[PROVIDED MATERIAL Boundary: Start]
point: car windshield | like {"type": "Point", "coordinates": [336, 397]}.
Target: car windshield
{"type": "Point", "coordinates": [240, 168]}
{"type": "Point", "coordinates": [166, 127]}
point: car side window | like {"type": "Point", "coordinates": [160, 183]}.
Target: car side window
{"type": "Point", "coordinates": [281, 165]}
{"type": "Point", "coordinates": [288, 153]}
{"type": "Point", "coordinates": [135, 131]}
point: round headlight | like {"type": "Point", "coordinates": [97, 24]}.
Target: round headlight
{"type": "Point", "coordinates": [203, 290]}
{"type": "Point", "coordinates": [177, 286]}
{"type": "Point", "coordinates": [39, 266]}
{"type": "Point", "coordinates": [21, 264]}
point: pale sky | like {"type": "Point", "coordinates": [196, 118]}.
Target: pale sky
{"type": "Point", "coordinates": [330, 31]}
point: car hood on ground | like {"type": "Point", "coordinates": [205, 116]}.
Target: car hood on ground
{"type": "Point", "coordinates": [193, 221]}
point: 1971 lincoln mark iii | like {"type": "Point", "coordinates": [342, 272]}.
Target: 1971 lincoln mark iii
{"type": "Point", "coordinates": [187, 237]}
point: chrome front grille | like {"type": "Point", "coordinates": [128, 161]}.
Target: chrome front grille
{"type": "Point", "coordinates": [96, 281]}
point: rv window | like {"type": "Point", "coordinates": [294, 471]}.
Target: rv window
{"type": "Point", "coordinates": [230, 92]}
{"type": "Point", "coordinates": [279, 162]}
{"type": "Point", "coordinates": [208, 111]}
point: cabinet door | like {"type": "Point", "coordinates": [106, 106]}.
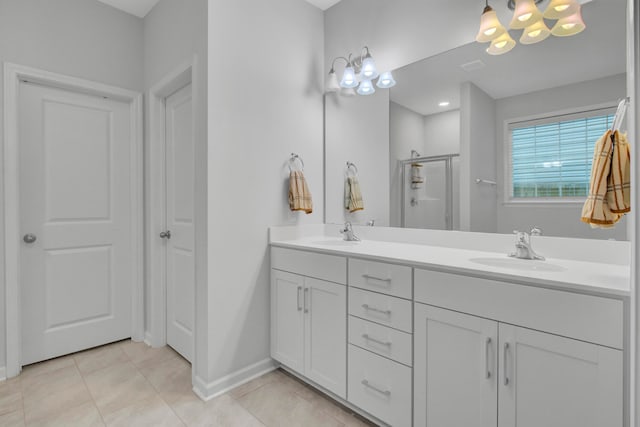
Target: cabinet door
{"type": "Point", "coordinates": [455, 369]}
{"type": "Point", "coordinates": [551, 381]}
{"type": "Point", "coordinates": [287, 319]}
{"type": "Point", "coordinates": [325, 306]}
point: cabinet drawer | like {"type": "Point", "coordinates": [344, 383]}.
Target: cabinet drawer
{"type": "Point", "coordinates": [380, 386]}
{"type": "Point", "coordinates": [379, 339]}
{"type": "Point", "coordinates": [326, 267]}
{"type": "Point", "coordinates": [383, 309]}
{"type": "Point", "coordinates": [588, 318]}
{"type": "Point", "coordinates": [381, 277]}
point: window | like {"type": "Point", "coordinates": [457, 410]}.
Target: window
{"type": "Point", "coordinates": [551, 158]}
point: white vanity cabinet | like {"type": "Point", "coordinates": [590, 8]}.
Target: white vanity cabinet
{"type": "Point", "coordinates": [308, 316]}
{"type": "Point", "coordinates": [480, 370]}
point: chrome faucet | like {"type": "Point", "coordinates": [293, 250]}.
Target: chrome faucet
{"type": "Point", "coordinates": [523, 245]}
{"type": "Point", "coordinates": [348, 233]}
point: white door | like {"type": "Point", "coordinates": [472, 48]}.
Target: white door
{"type": "Point", "coordinates": [455, 369]}
{"type": "Point", "coordinates": [287, 319]}
{"type": "Point", "coordinates": [553, 381]}
{"type": "Point", "coordinates": [75, 213]}
{"type": "Point", "coordinates": [179, 233]}
{"type": "Point", "coordinates": [325, 357]}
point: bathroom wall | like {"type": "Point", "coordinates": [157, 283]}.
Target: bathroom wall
{"type": "Point", "coordinates": [477, 159]}
{"type": "Point", "coordinates": [557, 219]}
{"type": "Point", "coordinates": [80, 38]}
{"type": "Point", "coordinates": [265, 70]}
{"type": "Point", "coordinates": [175, 32]}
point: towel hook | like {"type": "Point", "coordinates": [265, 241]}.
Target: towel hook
{"type": "Point", "coordinates": [293, 158]}
{"type": "Point", "coordinates": [353, 166]}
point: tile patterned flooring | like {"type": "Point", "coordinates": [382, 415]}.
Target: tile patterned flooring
{"type": "Point", "coordinates": [131, 384]}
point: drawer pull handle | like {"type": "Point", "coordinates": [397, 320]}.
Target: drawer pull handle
{"type": "Point", "coordinates": [368, 338]}
{"type": "Point", "coordinates": [486, 356]}
{"type": "Point", "coordinates": [506, 349]}
{"type": "Point", "coordinates": [384, 392]}
{"type": "Point", "coordinates": [368, 277]}
{"type": "Point", "coordinates": [377, 310]}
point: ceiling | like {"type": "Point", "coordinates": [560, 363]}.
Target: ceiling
{"type": "Point", "coordinates": [139, 8]}
{"type": "Point", "coordinates": [323, 4]}
{"type": "Point", "coordinates": [597, 52]}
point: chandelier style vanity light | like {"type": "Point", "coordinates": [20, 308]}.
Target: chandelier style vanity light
{"type": "Point", "coordinates": [527, 17]}
{"type": "Point", "coordinates": [358, 73]}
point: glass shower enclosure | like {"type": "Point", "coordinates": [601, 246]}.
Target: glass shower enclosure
{"type": "Point", "coordinates": [430, 192]}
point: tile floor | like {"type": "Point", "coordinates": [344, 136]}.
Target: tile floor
{"type": "Point", "coordinates": [131, 384]}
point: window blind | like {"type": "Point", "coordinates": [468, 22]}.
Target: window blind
[PROVIDED MATERIAL Boundary: End]
PROBLEM REQUIREMENTS: Look through the records above and please copy every line in which the string "blind" occurs.

WRITTEN ANSWER:
point: window blind | like {"type": "Point", "coordinates": [468, 22]}.
Target: window blind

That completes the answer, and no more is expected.